----- Excerpted data

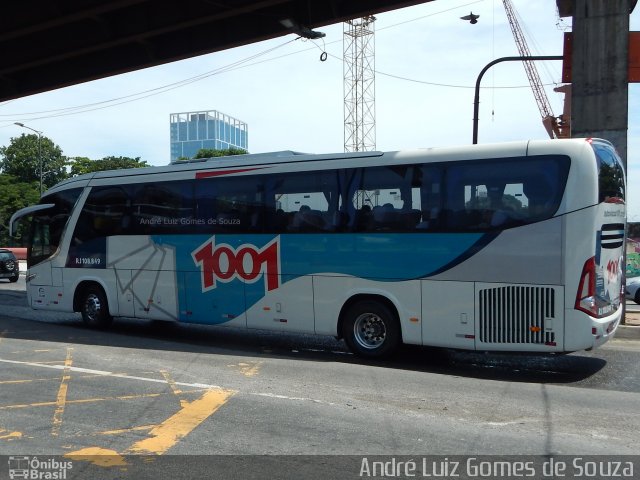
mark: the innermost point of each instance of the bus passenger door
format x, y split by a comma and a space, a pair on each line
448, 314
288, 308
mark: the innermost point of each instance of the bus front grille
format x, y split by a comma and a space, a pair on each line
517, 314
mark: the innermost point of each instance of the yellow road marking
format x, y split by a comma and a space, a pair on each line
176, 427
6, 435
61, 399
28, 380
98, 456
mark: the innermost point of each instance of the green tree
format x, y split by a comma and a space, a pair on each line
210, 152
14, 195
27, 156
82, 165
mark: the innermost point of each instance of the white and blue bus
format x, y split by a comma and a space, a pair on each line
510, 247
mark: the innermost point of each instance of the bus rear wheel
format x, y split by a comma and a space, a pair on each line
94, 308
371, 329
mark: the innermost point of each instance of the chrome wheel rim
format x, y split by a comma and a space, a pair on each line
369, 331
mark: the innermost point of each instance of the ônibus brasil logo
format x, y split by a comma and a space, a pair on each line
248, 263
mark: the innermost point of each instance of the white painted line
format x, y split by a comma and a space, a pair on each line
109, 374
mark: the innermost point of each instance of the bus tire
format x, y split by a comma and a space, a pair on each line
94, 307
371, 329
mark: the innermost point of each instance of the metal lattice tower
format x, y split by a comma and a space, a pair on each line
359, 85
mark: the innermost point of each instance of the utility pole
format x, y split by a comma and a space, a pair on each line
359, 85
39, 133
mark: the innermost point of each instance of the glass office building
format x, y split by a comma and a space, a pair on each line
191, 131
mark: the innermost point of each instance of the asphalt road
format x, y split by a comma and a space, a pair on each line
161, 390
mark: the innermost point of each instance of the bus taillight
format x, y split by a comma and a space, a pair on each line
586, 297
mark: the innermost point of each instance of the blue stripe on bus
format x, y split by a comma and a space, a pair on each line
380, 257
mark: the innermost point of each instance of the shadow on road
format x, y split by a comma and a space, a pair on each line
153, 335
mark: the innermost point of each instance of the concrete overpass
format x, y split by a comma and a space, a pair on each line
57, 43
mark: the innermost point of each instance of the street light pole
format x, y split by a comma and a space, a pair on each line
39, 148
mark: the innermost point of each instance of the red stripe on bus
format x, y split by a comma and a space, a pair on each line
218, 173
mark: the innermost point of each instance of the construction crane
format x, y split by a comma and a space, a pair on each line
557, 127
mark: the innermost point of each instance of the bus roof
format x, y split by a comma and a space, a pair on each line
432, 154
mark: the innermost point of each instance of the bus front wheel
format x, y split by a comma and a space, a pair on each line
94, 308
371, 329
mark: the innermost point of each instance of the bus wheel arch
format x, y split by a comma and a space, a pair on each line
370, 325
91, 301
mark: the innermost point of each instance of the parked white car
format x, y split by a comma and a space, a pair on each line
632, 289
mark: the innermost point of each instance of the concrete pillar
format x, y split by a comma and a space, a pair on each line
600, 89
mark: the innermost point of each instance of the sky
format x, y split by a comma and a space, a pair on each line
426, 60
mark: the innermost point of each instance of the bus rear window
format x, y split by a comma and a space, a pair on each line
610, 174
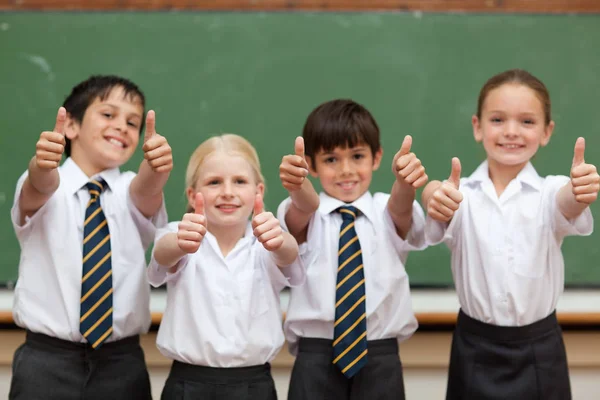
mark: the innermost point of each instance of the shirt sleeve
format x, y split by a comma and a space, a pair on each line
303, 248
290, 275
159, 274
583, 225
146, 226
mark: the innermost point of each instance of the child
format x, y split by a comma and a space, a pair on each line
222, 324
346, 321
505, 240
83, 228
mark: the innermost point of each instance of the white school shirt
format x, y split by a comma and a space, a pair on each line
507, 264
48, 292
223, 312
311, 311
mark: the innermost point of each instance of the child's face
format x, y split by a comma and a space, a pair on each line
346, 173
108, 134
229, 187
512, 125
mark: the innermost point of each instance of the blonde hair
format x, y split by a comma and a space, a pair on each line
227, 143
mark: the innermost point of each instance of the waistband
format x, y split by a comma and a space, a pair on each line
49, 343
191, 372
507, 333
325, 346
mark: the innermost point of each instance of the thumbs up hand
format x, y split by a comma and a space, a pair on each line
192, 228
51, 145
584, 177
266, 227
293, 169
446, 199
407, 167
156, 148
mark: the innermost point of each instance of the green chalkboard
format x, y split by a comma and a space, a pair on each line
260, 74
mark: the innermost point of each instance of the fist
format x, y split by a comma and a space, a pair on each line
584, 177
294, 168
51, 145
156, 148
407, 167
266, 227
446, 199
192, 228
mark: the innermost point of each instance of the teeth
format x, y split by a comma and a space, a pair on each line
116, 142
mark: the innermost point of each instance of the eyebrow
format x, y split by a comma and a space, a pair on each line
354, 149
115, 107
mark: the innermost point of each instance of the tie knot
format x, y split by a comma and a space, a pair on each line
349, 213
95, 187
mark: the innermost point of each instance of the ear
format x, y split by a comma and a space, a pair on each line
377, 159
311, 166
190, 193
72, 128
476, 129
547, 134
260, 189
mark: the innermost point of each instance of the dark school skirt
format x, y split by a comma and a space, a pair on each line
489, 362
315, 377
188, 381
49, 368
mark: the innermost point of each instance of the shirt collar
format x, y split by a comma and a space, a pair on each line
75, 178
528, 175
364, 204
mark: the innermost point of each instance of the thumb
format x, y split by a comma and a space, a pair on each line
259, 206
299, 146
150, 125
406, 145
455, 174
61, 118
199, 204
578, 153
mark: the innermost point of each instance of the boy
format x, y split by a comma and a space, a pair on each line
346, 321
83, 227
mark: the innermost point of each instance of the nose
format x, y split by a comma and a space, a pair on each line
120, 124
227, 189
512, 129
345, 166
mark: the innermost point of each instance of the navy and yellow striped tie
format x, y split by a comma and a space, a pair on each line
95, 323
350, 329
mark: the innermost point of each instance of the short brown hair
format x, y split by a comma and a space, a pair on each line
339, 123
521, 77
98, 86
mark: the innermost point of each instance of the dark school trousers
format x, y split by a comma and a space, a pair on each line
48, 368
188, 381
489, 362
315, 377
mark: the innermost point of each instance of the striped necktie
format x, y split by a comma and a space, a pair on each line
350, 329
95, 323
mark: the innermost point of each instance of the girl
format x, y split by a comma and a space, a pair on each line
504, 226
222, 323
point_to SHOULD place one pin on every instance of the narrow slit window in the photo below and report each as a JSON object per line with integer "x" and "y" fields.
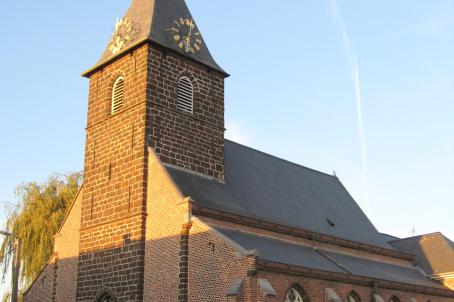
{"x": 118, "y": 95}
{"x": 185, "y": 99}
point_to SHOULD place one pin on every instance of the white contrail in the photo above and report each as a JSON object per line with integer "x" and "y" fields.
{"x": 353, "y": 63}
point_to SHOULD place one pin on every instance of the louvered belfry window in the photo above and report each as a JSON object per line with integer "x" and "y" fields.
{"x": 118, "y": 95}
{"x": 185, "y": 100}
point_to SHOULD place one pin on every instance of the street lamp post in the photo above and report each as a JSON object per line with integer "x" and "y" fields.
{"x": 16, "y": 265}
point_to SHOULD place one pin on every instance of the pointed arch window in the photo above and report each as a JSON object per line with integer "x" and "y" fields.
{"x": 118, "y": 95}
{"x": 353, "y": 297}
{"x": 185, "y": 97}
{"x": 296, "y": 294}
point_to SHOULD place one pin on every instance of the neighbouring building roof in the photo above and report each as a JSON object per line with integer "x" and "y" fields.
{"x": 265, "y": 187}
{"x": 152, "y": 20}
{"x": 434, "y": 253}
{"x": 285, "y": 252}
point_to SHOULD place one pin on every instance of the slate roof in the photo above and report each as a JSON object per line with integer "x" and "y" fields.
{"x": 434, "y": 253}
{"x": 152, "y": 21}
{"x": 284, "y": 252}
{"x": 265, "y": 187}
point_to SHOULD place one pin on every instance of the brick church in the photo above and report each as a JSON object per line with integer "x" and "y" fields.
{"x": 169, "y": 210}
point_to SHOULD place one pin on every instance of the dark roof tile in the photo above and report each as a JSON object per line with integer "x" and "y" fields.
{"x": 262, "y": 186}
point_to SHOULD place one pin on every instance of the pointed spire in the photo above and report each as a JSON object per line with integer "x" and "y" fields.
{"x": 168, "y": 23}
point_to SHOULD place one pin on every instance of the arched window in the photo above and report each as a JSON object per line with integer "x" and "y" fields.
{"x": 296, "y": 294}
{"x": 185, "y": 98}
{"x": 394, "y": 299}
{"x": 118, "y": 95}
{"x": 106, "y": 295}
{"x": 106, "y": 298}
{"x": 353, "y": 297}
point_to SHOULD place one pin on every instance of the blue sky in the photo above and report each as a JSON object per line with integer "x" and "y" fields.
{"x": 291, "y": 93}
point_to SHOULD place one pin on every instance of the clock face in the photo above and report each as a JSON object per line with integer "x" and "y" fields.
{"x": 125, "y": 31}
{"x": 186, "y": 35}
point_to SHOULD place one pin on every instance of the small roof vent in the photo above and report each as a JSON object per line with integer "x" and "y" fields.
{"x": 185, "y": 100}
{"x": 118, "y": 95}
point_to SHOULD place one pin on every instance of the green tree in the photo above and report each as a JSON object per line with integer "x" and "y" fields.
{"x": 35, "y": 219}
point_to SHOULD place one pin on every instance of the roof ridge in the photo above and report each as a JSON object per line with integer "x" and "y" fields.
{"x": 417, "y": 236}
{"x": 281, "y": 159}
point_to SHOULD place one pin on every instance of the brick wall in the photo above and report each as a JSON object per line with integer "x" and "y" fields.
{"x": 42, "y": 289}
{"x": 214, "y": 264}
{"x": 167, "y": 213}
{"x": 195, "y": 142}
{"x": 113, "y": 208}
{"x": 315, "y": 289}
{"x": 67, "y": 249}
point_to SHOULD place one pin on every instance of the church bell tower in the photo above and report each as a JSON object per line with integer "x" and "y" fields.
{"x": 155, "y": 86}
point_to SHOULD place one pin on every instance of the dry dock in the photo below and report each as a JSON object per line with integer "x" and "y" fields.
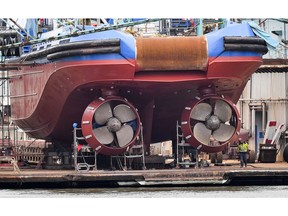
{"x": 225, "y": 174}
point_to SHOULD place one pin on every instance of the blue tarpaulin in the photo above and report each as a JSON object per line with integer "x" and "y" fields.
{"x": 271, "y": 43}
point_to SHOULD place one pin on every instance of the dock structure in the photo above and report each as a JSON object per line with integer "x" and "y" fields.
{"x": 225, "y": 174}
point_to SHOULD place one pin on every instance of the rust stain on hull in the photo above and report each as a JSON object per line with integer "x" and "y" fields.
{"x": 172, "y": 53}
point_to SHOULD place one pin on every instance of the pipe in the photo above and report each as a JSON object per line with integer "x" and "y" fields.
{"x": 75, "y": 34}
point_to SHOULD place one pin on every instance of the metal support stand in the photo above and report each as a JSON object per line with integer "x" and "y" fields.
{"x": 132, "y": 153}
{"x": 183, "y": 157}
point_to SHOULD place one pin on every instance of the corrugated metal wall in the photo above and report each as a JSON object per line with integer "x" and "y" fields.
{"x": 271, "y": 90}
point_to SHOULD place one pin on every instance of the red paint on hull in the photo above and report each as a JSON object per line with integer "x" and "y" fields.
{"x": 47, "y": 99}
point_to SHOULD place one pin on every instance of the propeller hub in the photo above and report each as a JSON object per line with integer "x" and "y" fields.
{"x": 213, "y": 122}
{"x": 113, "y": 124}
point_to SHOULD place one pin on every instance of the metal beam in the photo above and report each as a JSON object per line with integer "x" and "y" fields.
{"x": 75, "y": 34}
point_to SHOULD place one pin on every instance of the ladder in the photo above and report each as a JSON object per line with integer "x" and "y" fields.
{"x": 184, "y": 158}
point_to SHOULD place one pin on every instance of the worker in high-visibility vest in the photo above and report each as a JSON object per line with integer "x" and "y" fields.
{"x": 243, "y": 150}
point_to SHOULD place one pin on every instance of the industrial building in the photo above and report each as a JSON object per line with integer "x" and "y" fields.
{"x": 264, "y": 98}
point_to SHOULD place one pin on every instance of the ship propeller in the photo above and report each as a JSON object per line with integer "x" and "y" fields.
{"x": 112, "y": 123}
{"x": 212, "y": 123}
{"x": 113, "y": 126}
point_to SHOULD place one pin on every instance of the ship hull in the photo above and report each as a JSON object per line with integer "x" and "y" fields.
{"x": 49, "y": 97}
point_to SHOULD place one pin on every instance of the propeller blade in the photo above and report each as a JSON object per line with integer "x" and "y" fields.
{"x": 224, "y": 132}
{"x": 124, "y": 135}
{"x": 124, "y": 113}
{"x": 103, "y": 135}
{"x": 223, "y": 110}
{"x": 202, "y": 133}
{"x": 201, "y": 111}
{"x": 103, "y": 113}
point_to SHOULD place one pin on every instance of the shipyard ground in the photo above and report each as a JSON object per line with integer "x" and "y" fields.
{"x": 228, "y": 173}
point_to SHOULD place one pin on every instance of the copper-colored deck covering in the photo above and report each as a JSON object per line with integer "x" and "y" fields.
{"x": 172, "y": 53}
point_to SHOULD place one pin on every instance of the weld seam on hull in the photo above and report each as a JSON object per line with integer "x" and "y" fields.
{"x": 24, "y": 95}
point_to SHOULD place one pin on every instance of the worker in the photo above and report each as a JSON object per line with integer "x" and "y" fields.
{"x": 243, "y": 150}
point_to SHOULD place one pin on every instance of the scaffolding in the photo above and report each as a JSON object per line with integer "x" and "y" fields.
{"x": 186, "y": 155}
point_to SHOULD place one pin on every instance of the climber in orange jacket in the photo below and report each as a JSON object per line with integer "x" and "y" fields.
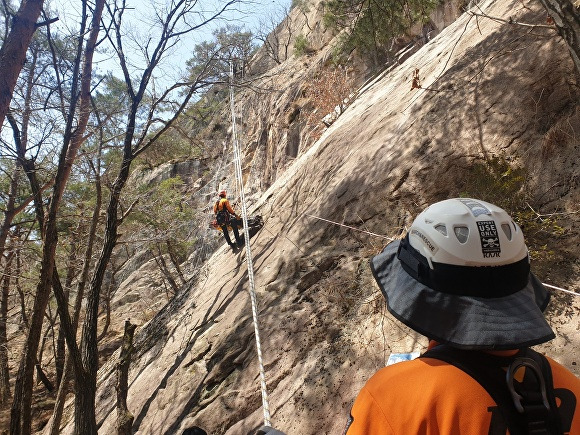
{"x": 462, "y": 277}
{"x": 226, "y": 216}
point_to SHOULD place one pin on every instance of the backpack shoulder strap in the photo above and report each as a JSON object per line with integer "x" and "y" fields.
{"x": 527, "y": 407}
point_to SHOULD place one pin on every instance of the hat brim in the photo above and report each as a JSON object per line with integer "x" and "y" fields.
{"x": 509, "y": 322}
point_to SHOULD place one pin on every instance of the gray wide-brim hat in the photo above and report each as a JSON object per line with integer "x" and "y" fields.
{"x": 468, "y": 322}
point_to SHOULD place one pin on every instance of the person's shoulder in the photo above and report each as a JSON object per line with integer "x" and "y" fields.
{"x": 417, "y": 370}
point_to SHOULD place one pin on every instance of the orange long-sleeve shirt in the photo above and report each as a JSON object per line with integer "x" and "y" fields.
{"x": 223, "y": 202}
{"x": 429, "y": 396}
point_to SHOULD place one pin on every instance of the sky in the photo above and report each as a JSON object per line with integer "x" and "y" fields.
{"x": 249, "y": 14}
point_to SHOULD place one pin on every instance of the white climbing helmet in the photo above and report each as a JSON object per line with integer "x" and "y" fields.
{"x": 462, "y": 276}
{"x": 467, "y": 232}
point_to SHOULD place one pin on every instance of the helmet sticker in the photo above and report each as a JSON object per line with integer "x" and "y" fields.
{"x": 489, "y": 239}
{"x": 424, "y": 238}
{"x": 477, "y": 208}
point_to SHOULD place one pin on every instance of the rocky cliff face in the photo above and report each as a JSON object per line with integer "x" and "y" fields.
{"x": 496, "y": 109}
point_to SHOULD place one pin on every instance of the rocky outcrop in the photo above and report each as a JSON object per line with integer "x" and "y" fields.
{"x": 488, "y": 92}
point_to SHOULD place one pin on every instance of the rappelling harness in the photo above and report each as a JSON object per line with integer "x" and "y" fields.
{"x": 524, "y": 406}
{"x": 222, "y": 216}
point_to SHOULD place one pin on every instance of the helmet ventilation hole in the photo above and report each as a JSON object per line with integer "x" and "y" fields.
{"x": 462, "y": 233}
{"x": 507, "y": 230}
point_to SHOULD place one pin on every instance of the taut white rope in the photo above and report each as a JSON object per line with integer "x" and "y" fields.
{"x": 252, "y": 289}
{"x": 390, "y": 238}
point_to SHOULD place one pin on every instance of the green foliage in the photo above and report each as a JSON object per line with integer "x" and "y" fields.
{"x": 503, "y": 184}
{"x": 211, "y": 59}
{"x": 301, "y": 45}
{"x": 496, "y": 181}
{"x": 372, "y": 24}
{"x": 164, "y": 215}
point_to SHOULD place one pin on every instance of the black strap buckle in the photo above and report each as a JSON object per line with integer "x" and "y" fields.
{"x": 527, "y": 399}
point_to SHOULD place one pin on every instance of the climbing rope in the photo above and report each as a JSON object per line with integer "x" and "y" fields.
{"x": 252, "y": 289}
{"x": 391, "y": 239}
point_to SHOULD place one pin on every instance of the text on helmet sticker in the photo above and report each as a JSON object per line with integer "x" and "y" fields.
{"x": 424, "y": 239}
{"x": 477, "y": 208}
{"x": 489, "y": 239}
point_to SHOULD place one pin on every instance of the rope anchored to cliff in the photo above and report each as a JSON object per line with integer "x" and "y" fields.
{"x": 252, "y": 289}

----------

▸ **Problem**: Only the lines from the one containing "point_to SHOULD place one pin on every instance of the black" through the end of the material should be reproduced, exactly, with both ends included.

▸ **Task result**:
point_to SHOULD place one pin on every instance of the black strap buckle in the photo above and report each as a JSON object per line with integer "x" and "y" fields.
{"x": 527, "y": 399}
point_to SHOULD place one pin on every instance of the climbing rope in the photo above and report each as a JSON object per line with integer "x" and "y" fields.
{"x": 252, "y": 289}
{"x": 391, "y": 239}
point_to SHOULD place one pin on every instance of the text on helmet sticker in the photo above and report each as a JSON object per line with integer "x" and "y" fields.
{"x": 424, "y": 239}
{"x": 477, "y": 208}
{"x": 489, "y": 239}
point_to SHOULD place one pin on every instance of the rope anchored to cliff in the photo above and report each as a JSON object per line with integer "x" and "y" fields.
{"x": 252, "y": 289}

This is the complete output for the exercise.